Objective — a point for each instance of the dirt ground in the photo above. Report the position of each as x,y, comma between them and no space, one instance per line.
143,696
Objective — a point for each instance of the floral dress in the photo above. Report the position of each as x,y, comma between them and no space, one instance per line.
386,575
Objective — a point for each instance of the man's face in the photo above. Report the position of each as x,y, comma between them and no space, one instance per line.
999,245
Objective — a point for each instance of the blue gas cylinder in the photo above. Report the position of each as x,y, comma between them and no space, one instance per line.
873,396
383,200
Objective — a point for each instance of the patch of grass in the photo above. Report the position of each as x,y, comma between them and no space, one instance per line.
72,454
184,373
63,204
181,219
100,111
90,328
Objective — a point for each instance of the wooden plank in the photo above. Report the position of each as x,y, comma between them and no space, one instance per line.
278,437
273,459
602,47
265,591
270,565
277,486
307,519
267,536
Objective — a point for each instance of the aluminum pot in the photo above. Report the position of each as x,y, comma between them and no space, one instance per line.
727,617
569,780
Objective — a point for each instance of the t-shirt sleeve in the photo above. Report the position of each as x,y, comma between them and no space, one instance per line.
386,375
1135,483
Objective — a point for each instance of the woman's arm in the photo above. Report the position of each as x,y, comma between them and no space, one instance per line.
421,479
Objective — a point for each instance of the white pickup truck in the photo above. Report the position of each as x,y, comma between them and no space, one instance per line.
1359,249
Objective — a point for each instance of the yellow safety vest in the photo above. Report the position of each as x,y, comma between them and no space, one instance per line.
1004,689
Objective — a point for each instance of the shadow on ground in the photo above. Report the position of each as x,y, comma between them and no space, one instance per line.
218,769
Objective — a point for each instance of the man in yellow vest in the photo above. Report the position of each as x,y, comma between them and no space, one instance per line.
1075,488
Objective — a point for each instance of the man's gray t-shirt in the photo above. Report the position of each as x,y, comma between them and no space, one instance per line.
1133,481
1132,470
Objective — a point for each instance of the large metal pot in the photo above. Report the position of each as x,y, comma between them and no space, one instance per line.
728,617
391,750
:::::
Please retype all of the data above exactly as written.

Objective — a point for each instance of the dirt ground in the photo above. Report the position of each as x,y, comma between them and no space, one instance per line.
143,696
Objective — a point for each instance of the floral dress in the photo above. Report the position of each as x,y, comma between them and no space, one instance per line.
386,575
Objective — a point for each instance of the man's face in the photo above. Report the position of each as x,y, comma between them and no space, one instance per line.
999,245
Objective — a point for each instance of the blue gas cylinder in the photo above. Report the position of each as x,y, comma between them and no space, one instance per line.
873,396
383,200
Objective — a point for each instance of the patch of grass in the photo above. Report the position of each as x,y, comma between them and no space, one instance per line.
72,454
184,373
63,204
181,219
100,111
90,328
Objective — a point for each instance of the wooden plank in the photo above. Report the position of each as x,y, comma between them and no space, one instance per line.
278,437
273,459
602,47
265,591
270,565
277,486
307,519
267,536
Objective — a point for each instance of the aluminum pot in the photo above. Report the position of each as x,y, comma between them and no space, one instance per line.
727,617
569,780
Objective — a point for each instance of the t-shirt sleeve in the photo above. Report the position of each as x,y, comma between them and no space, one instance per line.
386,375
1135,483
Objective — a point for each instance of the woman's arm in the photo above. Report the position of each as x,y, comma between them and no space, one instance per line.
421,479
Objective — a point for each instance of the white pickup truck in the photo above. Report the position of each as x,y, comma between them and no space, one instance per line.
1359,249
Objective — a point for each instance of the yellow safety vest in the photo above. Report the position of each as x,y, comma between them and no space, one instance per line.
1004,689
Objective — a point for each instance of the shadow on ground in the photo above. Report the position of each as x,y, comma between them and no space, one instance per line.
218,769
Objective — a point for each instance of the man in yellow vest in the photo above. Report the position of each as x,y, comma between them and no space, one instance per line.
1075,488
Objective — a point for each instance of the man's gray t-shirt in the photo above. Report the position of each as x,y, comma between them and no space, one instance per line.
1133,481
1132,470
Objective — a point for each instance of the large metal pot in the photo above. Report the position of each as x,y, comma between them and no space, one instance per line.
728,617
391,750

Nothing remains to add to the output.